Challenge - With the images removed, repeat the data below exactly.

....

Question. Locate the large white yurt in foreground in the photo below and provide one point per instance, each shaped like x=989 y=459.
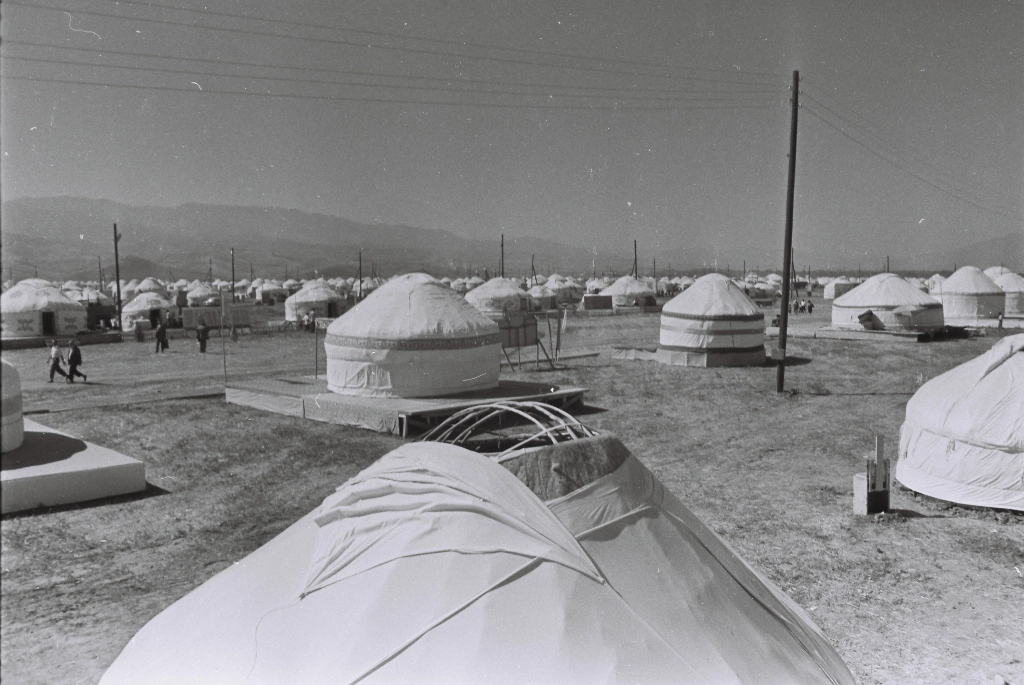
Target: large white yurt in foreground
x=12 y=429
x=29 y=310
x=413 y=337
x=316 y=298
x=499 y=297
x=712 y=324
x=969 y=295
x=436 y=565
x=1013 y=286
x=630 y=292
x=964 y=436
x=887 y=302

....

Task output -
Question. Locate the large white yurt in foreground in the photo below and provide one point per instance, each shaped like x=989 y=459.
Target: large white yurt in foreground
x=12 y=429
x=29 y=310
x=413 y=337
x=316 y=298
x=499 y=297
x=712 y=324
x=969 y=295
x=436 y=565
x=1013 y=286
x=630 y=292
x=964 y=436
x=887 y=302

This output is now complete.